»»

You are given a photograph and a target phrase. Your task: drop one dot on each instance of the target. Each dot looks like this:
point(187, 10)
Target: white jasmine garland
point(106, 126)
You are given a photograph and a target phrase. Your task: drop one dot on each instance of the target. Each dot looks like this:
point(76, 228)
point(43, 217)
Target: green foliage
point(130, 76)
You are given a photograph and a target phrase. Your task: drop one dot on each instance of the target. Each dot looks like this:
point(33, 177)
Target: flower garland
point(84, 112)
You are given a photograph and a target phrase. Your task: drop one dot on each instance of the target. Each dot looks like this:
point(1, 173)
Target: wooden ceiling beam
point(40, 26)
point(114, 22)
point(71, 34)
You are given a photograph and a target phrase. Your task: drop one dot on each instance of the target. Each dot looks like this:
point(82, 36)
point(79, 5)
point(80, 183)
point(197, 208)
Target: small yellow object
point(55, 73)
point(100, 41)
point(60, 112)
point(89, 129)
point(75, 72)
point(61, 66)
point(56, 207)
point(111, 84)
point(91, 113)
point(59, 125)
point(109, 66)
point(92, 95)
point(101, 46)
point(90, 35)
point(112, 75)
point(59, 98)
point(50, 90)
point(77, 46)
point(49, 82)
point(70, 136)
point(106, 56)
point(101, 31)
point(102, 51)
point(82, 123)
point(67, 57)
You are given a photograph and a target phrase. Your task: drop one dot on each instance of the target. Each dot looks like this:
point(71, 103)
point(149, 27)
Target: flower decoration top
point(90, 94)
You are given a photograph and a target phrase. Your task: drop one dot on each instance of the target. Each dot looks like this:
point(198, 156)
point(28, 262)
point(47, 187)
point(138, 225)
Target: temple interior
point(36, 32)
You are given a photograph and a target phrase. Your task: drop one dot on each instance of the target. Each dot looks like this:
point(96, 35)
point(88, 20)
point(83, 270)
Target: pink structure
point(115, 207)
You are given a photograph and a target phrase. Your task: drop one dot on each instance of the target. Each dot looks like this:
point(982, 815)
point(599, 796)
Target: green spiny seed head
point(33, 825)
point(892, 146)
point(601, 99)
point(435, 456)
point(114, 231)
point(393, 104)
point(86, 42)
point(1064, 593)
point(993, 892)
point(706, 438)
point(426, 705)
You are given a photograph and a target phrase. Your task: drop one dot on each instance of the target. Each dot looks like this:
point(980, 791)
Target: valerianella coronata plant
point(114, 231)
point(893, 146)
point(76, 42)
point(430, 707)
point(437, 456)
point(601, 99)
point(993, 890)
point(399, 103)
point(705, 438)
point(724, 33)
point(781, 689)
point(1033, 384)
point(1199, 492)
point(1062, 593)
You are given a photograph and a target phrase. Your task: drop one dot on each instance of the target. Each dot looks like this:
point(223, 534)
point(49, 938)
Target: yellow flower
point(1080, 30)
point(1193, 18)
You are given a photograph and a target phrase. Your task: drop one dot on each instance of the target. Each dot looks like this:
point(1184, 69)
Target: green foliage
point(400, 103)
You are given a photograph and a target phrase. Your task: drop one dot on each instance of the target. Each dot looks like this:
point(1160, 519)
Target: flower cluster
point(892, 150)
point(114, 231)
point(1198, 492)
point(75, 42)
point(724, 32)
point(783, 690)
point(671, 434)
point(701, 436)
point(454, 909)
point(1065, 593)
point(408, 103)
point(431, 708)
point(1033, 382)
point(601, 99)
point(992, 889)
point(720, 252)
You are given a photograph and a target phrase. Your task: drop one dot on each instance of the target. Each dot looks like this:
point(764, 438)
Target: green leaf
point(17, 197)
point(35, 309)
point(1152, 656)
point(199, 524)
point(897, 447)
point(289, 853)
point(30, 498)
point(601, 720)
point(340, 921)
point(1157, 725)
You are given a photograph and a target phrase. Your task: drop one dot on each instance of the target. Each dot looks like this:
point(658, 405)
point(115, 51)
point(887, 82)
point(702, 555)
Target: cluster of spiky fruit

««

All that belongs in the answer is the run of lines above from the line containing "Target: wooden ceiling beam" through the line containing "point(138, 225)", exactly as written.

# Answer to this problem
Target: wooden ceiling beam
point(40, 26)
point(114, 22)
point(71, 34)
You are given a photograph and a target phrase. Your task: drop one dot on each instance of the target. Each dot looks like this:
point(82, 36)
point(79, 5)
point(80, 183)
point(197, 208)
Target: small yellow object
point(55, 73)
point(100, 41)
point(60, 112)
point(89, 129)
point(75, 72)
point(61, 66)
point(56, 207)
point(111, 84)
point(91, 113)
point(59, 125)
point(109, 66)
point(92, 95)
point(101, 46)
point(90, 35)
point(112, 75)
point(59, 98)
point(50, 90)
point(77, 46)
point(49, 82)
point(70, 136)
point(106, 56)
point(101, 31)
point(102, 51)
point(82, 123)
point(67, 57)
You are given a photograph and a target phrase. Your task: drop one dot on each instance of the target. Each dot looks like this:
point(71, 103)
point(149, 27)
Target: flower decoration top
point(90, 94)
You are given a photograph and a target phrase. Your task: drop one dot on each instance of the target. Each dot looks like this:
point(198, 156)
point(28, 262)
point(47, 187)
point(138, 225)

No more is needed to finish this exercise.